◆ **Written problem**
Copy the records below exactly, leaving out any pictures.

◆ **Raw data**
------

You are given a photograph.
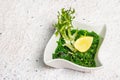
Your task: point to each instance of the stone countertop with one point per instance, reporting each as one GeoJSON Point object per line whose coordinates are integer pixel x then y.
{"type": "Point", "coordinates": [26, 27]}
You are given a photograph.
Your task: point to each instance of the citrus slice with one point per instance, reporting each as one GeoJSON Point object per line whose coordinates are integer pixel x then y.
{"type": "Point", "coordinates": [83, 44]}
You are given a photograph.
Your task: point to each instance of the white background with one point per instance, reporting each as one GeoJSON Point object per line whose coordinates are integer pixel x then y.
{"type": "Point", "coordinates": [26, 27]}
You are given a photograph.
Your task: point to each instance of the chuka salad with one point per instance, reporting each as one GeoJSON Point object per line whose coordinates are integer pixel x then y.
{"type": "Point", "coordinates": [77, 46]}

------

◆ **Task output**
You are given a photograph.
Your task: point to each instance of the stone countertop with one point per instance, reporting each as one GeoJSON Point object per line whose coordinates are integer pixel x then y.
{"type": "Point", "coordinates": [26, 27]}
You are given a photograph.
Your task: point to each instance of the citrus slice with one point per instance, reporting each as one GeoJSON Point object per line whose coordinates are integer pixel x then y.
{"type": "Point", "coordinates": [83, 44]}
You are given a photograph.
Your task: point to each instance of the white background with one point per instance, reporting each as one GeoJSON Point object per line whose coordinates are integer pixel x then y.
{"type": "Point", "coordinates": [26, 27]}
You are given a photograph.
Your task: point to each instance of the chuka salad with one point per instance, reporting each as one GeoJSON Point object per line whose coordinates are integer pixel x then y.
{"type": "Point", "coordinates": [77, 46]}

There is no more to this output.